Spark streaming join Kafka topics comparison - apache-spark

We needed to implement join on Kafka topics with consideration of late data or "not in join", meaning data that come late on the stream or not in join will not be dropped/lost but will be marked as a timeout,
the result of the join is produced to output Kafka topic ( with a timeout filed if occurred).
(spark 2.1.1 in standalone deployment, Kafka 10 )
Kafka in topics: X, Y,... out topics result will look like:
{
"keyJoinFiled": 123456,
"xTopicData": {},
"yTopicData": {},
"isTimeOutFlag": true
}
I found three solutions wrote them here, 1 and 2 from spark streaming official documentation but are not relevant to us ( data not in join Dtsream, arrive "business time" late, is dropped/lost) but I wrote them for comparison.
From what we saw there are not too many examples for Kafka join topic with a stateful operation add some code here for review:
1) According to spark streaming documentation,
https://spark.apache.org/docs/2.1.1/streaming-programming-guide.html:
val stream1: DStream[String, String] =
val stream2: DStream[String, String] =
val joinedStream = stream1.join(stream2)
This will join data from both stream batches duration, but data arrive "business time" late/not in join will be dropped/lost.
2) Window join:
val leftWindowDF = kafkaStreamLeft.window(Minutes(input_parameter_time))
val rightWindowDF = kafkaStreamRight.window(Minutes(input_parameter_time))
leftWindowDF.join(rightWindowDF).foreachRDD...
2.1) In our case we need to use Tumbling window in consideration for
spark streaming batch interval.
2.2) Need to save a lot of data in Memory/Disk, for example, 30-60 min
window
2.3) And again data arrive late/not in the window/not in the join is
dropped/lost.

#### [TASK DETAILS]
Give every field name in the sample output JSON object in the Kafka topic join post.

#### [PROVIDED RECORDS]

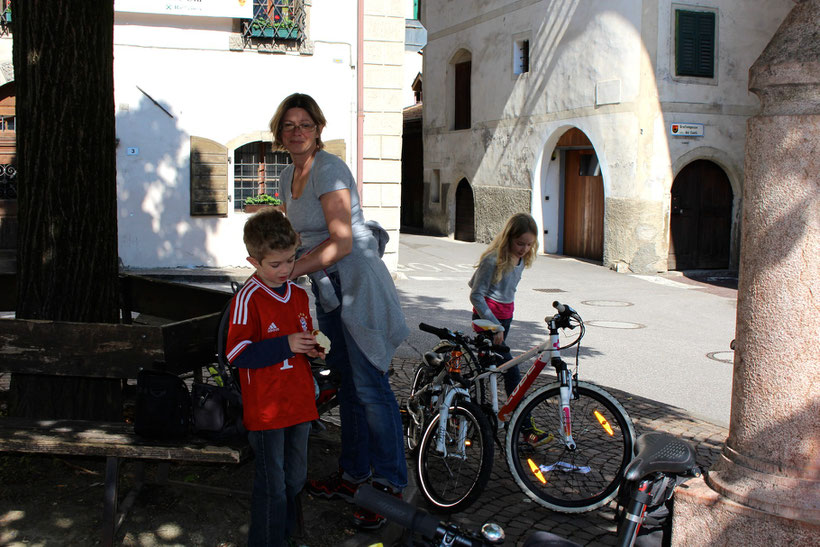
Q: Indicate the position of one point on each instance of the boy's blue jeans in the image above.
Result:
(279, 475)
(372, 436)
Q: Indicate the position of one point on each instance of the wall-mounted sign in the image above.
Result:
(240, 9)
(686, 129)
---
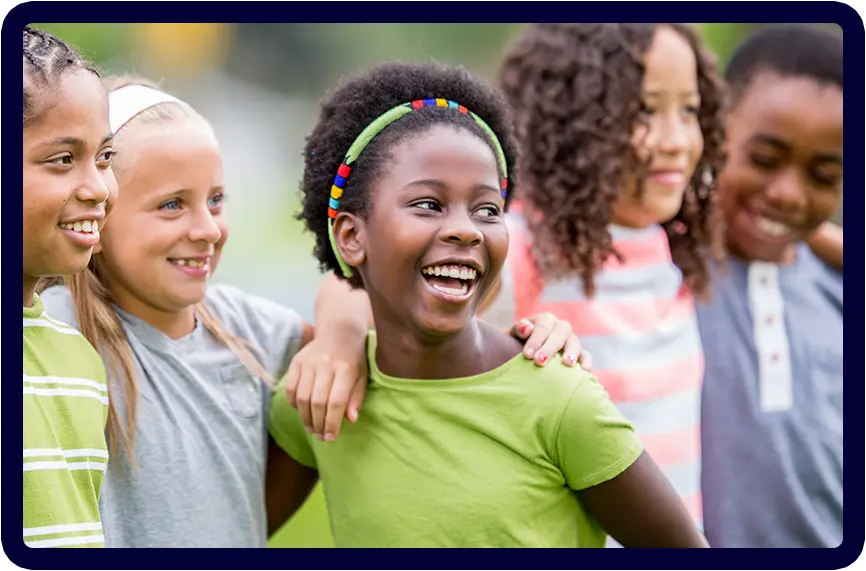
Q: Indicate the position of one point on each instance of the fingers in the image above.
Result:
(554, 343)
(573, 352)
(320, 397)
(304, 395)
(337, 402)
* * *
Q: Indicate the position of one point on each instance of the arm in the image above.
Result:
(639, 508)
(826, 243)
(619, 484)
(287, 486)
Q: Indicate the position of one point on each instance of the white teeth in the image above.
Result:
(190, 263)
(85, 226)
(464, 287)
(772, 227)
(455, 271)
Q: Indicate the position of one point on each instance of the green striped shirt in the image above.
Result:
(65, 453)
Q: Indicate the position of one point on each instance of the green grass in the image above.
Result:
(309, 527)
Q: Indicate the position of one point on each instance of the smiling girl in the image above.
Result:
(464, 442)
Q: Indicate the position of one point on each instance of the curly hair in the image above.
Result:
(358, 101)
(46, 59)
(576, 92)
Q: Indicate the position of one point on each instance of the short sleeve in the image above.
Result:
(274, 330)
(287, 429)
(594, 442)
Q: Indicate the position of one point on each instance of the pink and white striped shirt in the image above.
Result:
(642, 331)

#### [PROBLEM SOLUTION]
keyJoinFiled, xTopicData, yTopicData, isTimeOutFlag